◆ Problem ◆
Give the lines below again exactly, starting with the line that holds "<point>261,1</point>" and going on through the line that holds "Task: pick out brown".

(Beginning of Records for this exercise)

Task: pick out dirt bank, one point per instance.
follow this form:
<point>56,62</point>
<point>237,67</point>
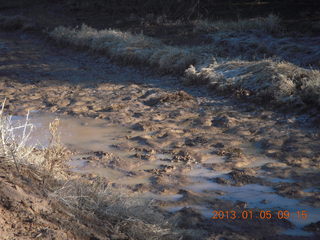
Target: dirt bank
<point>218,143</point>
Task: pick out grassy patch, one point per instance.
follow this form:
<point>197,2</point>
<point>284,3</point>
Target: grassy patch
<point>127,48</point>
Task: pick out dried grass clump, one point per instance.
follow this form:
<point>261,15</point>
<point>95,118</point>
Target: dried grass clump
<point>270,24</point>
<point>126,47</point>
<point>268,81</point>
<point>128,214</point>
<point>11,23</point>
<point>14,148</point>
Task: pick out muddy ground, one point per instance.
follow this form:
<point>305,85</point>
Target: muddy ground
<point>187,128</point>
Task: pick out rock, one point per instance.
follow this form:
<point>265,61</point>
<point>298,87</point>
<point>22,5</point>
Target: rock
<point>195,141</point>
<point>223,122</point>
<point>241,177</point>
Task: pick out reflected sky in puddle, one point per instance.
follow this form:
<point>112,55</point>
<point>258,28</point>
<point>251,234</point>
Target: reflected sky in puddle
<point>97,135</point>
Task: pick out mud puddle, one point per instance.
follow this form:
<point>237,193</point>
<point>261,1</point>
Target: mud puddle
<point>103,149</point>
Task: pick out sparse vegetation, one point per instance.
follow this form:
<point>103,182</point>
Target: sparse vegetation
<point>126,47</point>
<point>137,218</point>
<point>270,24</point>
<point>266,80</point>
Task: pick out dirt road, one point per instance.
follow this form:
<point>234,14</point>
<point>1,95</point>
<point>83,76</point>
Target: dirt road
<point>203,148</point>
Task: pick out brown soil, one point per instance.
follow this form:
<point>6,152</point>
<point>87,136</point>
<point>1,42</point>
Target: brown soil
<point>164,117</point>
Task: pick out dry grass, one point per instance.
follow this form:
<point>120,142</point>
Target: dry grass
<point>11,23</point>
<point>266,80</point>
<point>270,24</point>
<point>127,48</point>
<point>135,217</point>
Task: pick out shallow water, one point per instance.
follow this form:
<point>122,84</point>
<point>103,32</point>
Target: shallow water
<point>88,135</point>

(End of Records for this exercise)

◆ Answer box ◆
<point>261,1</point>
Target: mud puddle
<point>103,149</point>
Task: pick out sparse vegetation, one point per instance.
follow this form:
<point>103,182</point>
Target: sparse vegetation
<point>126,47</point>
<point>137,218</point>
<point>270,24</point>
<point>266,80</point>
Task: pick out dirt road, one point per instance.
follow this form:
<point>234,14</point>
<point>1,95</point>
<point>83,76</point>
Target: dirt road
<point>203,148</point>
Task: pick out brown soil, one point per instance.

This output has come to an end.